Your objective: Write out every line of the items below as a numbered list, omitting any blank lines.

Data in this exercise:
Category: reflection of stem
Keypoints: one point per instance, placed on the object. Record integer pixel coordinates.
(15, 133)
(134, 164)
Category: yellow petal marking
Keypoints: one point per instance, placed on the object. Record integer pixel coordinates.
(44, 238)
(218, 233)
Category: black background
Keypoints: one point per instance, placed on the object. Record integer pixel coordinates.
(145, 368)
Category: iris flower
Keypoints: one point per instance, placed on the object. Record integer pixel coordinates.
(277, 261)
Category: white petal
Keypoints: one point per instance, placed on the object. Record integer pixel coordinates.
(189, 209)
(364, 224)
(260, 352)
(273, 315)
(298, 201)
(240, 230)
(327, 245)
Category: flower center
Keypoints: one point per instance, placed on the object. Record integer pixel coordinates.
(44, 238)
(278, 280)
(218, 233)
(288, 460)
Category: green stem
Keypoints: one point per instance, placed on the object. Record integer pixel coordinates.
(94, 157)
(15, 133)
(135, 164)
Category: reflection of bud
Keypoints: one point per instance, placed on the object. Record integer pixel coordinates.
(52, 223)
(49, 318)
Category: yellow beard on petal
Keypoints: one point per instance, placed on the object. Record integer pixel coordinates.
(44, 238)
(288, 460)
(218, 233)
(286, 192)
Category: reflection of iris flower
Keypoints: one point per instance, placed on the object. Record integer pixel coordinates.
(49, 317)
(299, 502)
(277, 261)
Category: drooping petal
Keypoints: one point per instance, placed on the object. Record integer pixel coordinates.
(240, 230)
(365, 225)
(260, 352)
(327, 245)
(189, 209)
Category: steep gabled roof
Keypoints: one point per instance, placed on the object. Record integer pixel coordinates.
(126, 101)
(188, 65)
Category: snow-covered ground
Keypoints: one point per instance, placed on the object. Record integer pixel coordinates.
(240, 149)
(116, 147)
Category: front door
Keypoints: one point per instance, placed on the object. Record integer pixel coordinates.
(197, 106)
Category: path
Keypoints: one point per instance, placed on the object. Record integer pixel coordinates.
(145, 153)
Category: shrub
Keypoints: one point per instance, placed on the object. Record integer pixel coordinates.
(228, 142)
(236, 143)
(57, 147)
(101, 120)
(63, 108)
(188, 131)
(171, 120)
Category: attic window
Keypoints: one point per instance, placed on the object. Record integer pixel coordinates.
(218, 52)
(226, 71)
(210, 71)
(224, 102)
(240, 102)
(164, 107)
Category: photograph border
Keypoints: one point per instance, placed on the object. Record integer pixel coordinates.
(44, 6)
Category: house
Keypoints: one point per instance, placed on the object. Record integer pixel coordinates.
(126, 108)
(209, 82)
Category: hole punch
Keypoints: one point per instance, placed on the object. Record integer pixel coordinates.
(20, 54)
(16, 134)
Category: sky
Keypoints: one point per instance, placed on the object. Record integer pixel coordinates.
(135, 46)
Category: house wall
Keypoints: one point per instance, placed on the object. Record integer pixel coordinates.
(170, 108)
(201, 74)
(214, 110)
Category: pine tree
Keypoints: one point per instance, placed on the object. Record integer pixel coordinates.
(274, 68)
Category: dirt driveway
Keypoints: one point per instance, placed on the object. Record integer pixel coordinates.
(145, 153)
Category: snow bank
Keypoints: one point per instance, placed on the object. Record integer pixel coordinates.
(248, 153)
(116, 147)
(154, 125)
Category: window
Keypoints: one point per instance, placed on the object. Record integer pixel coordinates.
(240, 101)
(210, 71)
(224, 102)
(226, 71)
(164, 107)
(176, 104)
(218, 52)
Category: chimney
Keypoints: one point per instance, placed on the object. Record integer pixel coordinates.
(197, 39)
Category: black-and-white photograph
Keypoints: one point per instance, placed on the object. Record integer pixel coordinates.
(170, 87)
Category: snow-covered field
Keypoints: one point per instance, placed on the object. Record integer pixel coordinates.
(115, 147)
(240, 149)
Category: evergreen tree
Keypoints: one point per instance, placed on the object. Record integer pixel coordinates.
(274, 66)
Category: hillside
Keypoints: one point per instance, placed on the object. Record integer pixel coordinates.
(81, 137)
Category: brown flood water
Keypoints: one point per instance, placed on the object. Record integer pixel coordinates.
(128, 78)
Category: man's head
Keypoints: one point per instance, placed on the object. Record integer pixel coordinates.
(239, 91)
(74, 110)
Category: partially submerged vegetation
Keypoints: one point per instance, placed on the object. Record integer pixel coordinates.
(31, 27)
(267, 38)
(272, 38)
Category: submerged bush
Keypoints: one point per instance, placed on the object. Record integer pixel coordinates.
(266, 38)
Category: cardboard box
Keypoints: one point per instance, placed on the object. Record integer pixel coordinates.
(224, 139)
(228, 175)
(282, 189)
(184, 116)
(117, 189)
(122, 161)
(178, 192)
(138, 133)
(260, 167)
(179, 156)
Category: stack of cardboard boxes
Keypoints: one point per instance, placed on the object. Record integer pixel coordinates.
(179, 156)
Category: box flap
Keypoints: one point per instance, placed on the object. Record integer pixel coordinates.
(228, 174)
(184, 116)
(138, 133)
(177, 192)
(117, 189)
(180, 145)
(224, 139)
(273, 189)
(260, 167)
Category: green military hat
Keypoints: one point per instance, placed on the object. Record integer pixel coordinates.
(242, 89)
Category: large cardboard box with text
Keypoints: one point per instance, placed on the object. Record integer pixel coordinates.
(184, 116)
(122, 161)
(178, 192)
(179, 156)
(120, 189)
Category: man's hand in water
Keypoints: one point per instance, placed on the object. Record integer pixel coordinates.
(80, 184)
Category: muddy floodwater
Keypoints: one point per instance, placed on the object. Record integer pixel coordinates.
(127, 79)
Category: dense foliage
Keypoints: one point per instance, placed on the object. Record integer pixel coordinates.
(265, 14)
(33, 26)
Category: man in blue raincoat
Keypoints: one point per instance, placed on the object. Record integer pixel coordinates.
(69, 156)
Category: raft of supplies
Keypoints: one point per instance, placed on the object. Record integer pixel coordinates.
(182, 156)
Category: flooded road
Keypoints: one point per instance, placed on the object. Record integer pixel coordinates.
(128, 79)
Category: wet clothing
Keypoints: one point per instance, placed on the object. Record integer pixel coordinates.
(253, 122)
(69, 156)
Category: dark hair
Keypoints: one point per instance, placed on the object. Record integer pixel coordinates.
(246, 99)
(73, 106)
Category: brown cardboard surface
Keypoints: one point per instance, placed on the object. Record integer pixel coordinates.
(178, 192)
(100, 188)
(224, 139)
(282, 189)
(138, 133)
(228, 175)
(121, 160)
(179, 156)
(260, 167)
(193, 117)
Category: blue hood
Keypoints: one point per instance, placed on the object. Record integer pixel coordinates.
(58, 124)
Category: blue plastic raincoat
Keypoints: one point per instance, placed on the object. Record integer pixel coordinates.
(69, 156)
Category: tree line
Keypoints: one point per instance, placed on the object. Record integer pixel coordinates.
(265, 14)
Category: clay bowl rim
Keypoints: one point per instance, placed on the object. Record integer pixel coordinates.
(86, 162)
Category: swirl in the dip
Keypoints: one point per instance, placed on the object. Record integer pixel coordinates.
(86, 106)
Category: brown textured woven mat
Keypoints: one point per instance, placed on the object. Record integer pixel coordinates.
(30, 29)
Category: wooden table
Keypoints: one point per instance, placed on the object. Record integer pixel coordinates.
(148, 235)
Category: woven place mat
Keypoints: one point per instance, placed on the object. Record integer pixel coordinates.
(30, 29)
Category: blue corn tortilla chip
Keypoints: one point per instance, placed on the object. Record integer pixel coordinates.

The output:
1. Category: reflection of stem
2. Keypoints: one point per instance, placed on the object. Record integer pixel coordinates.
3. (15, 133)
4. (134, 164)
5. Category: yellow petal marking
6. Keypoints: one point per instance, placed on the object. Record integer pixel coordinates.
7. (44, 238)
8. (218, 233)
9. Category: black background
10. Keypoints: one point per instance, placed on the object. Record integer pixel coordinates.
11. (145, 368)
12. Category: iris flower
13. Keypoints: one point per instance, placed on the object. Record integer pixel coordinates.
14. (277, 261)
15. Category: white petal
16. Keypoints: one point per instance, placed on the object. Record integer pixel coordinates.
17. (189, 209)
18. (364, 224)
19. (260, 352)
20. (273, 315)
21. (298, 201)
22. (240, 230)
23. (327, 245)
24. Category: flower center
25. Keypoints: one point per instance, placed on the object. Record integer pixel coordinates.
26. (44, 238)
27. (278, 280)
28. (218, 233)
29. (288, 460)
30. Category: green stem
31. Keypoints: one point per instance, placed on the object. Record integer pixel coordinates.
32. (94, 157)
33. (15, 133)
34. (135, 164)
35. Category: reflection of bud
36. Keypoints: one point per instance, placed on the object. Record integer pixel coordinates.
37. (52, 223)
38. (49, 318)
39. Category: yellow beard on petal
40. Keypoints: one point per instance, placed on the object. Record integer pixel coordinates.
41. (44, 238)
42. (288, 460)
43. (218, 233)
44. (286, 192)
45. Category: reflection of iris flower
46. Keypoints: one point per instance, placed on the object. Record integer pixel coordinates.
47. (49, 317)
48. (299, 502)
49. (277, 261)
50. Category: drooping petal
51. Keypoints: one point per instance, placed on the object. Record integer pixel coordinates.
52. (240, 230)
53. (365, 225)
54. (260, 352)
55. (327, 245)
56. (189, 209)
57. Category: steep gabled roof
58. Keypoints: one point per instance, placed on the object. Record integer pixel coordinates.
59. (126, 101)
60. (188, 65)
61. Category: snow-covered ground
62. Keypoints: one point per instance, placed on the object. Record integer pixel coordinates.
63. (240, 149)
64. (116, 147)
65. Category: front door
66. Keypoints: one point per instance, placed on the object. Record integer pixel coordinates.
67. (197, 106)
68. Category: path
69. Keypoints: one point per instance, placed on the object. Record integer pixel coordinates.
70. (145, 153)
71. Category: shrub
72. Keypoints: one point per instance, placed on the object. Record integer pixel coordinates.
73. (228, 142)
74. (236, 143)
75. (57, 147)
76. (101, 120)
77. (63, 108)
78. (188, 131)
79. (171, 120)
80. Category: attic window
81. Keypoints: one point per instance, placed on the object. Record integer pixel coordinates.
82. (218, 52)
83. (226, 71)
84. (210, 71)
85. (224, 102)
86. (240, 102)
87. (164, 107)
88. Category: photograph border
89. Keypoints: one point per instance, placed on the object. Record integer pixel coordinates.
90. (44, 6)
91. Category: house
92. Keypoints: one point per instance, placed on the object. Record integer pixel coordinates.
93. (126, 108)
94. (209, 82)
95. Category: hole punch
96. Keypoints: one point per instance, placed on the object. Record integer pixel coordinates.
97. (20, 54)
98. (16, 134)
99. Category: sky
100. Keypoints: one point per instance, placed on the object. Record integer pixel coordinates.
101. (135, 46)
102. Category: house wall
103. Keypoints: one point per instance, placed on the object. Record integer pixel coordinates.
104. (170, 108)
105. (201, 74)
106. (214, 110)
107. Category: pine tree
108. Keypoints: one point per instance, placed on the object. Record integer pixel coordinates.
109. (274, 68)
110. Category: dirt driveway
111. Keypoints: one point per instance, placed on the object. Record integer pixel coordinates.
112. (145, 153)
113. Category: snow bank
114. Keypoints: one point per instance, placed on the object. Record integer pixel coordinates.
115. (248, 153)
116. (116, 147)
117. (154, 125)
118. Category: window
119. Keypoints: one point per instance, placed on the object. Record integer pixel coordinates.
120. (240, 101)
121. (210, 71)
122. (224, 102)
123. (226, 71)
124. (164, 107)
125. (176, 104)
126. (218, 52)
127. Category: chimney
128. Keypoints: one point per instance, placed on the object. Record integer pixel coordinates.
129. (197, 39)
130. Category: black-and-white photograph
131. Keypoints: one point per instance, placed on the object. Record integer pixel coordinates.
132. (170, 87)
133. Category: snow-covered field
134. Keypoints: one point per instance, placed on the object. Record integer pixel coordinates.
135. (115, 147)
136. (240, 149)
137. Category: evergreen tree
138. Keypoints: one point per instance, placed on the object. Record integer pixel coordinates.
139. (274, 66)
140. Category: hillside
141. Keypoints: one point per instance, placed on the object. Record integer pixel coordinates.
142. (81, 137)
143. Category: brown flood water
144. Keypoints: one point per instance, placed on the object. Record integer pixel coordinates.
145. (128, 78)
146. Category: man's head
147. Keypoints: one point per instance, placed on the object. Record integer pixel coordinates.
148. (239, 91)
149. (74, 110)
150. Category: partially submerged vegetation
151. Keypoints: one point per instance, placed on the object. Record integer pixel coordinates.
152. (31, 27)
153. (267, 38)
154. (272, 38)
155. Category: submerged bush
156. Keypoints: one point per instance, placed on the object. Record integer pixel coordinates.
157. (266, 38)
158. Category: cardboard box
159. Keypoints: one point per instance, placed on the object. Record integer pixel coordinates.
160. (224, 139)
161. (228, 175)
162. (282, 189)
163. (184, 116)
164. (117, 189)
165. (122, 161)
166. (178, 192)
167. (138, 133)
168. (260, 167)
169. (179, 156)
170. Category: stack of cardboard boxes
171. Keypoints: one point per instance, placed on the object. Record integer pixel coordinates.
172. (179, 156)
173. Category: box flap
174. Keypoints: one point per instance, placed on the object. Record integer pixel coordinates.
175. (228, 174)
176. (184, 116)
177. (138, 133)
178. (177, 192)
179. (117, 189)
180. (180, 145)
181. (224, 139)
182. (273, 189)
183. (260, 167)
184. Category: green military hat
185. Keypoints: one point per instance, placed on the object. Record integer pixel coordinates.
186. (242, 89)
187. Category: large cardboard box with text
188. Keypoints: one point per instance, placed on the object. Record integer pixel coordinates.
189. (184, 116)
190. (122, 161)
191. (178, 192)
192. (179, 156)
193. (120, 189)
194. Category: man's hand in water
195. Keypoints: one point per instance, placed on the object. Record integer pixel coordinates.
196. (80, 184)
197. Category: muddy floodwater
198. Keypoints: one point per instance, placed on the object. Record integer pixel coordinates.
199. (127, 79)
200. Category: dense foliage
201. Keypoints: one point per instance, placed on the object. Record integer pixel coordinates.
202. (265, 14)
203. (33, 26)
204. Category: man in blue raincoat
205. Keypoints: one point per instance, placed on the object. Record integer pixel coordinates.
206. (69, 156)
207. Category: raft of supplies
208. Keypoints: one point per instance, placed on the object. Record integer pixel coordinates.
209. (182, 156)
210. Category: flooded road
211. Keypoints: one point per instance, placed on the object. Record integer pixel coordinates.
212. (128, 79)
213. Category: wet clothing
214. Keypoints: one point per instance, placed on the object. Record integer pixel coordinates.
215. (253, 122)
216. (69, 156)
217. Category: dark hair
218. Keypoints: one point per instance, placed on the object. Record integer pixel coordinates.
219. (246, 99)
220. (73, 106)
221. Category: brown cardboard surface
222. Keypoints: one point per instance, placed on the object. Record integer pixel coordinates.
223. (178, 192)
224. (100, 188)
225. (224, 139)
226. (282, 189)
227. (138, 133)
228. (228, 175)
229. (121, 160)
230. (179, 156)
231. (260, 167)
232. (193, 117)
233. Category: blue hood
234. Keypoints: one point per instance, placed on the object. Record integer pixel coordinates.
235. (58, 124)
236. Category: blue plastic raincoat
237. Keypoints: one point per instance, placed on the object. Record integer pixel coordinates.
238. (69, 156)
239. Category: tree line
240. Keypoints: one point per instance, placed on the object. Record integer pixel coordinates.
241. (265, 14)
242. Category: clay bowl rim
243. Keypoints: one point per instance, placed on the object. Record integer pixel coordinates.
244. (86, 162)
245. Category: swirl in the dip
246. Keypoints: one point per instance, placed on the object. Record integer pixel coordinates.
247. (86, 106)
248. Category: brown textured woven mat
249. Keypoints: one point per instance, placed on the object. Record integer pixel coordinates.
250. (30, 29)
251. Category: wooden table
252. Keypoints: one point per instance, placed on the object. Record integer pixel coordinates.
253. (148, 235)
254. Category: woven place mat
255. Keypoints: one point per instance, placed on the object. Record integer pixel coordinates.
256. (30, 29)
257. Category: blue corn tortilla chip
258. Keypoints: one point per instance, placed on the object. Record integer pixel coordinates.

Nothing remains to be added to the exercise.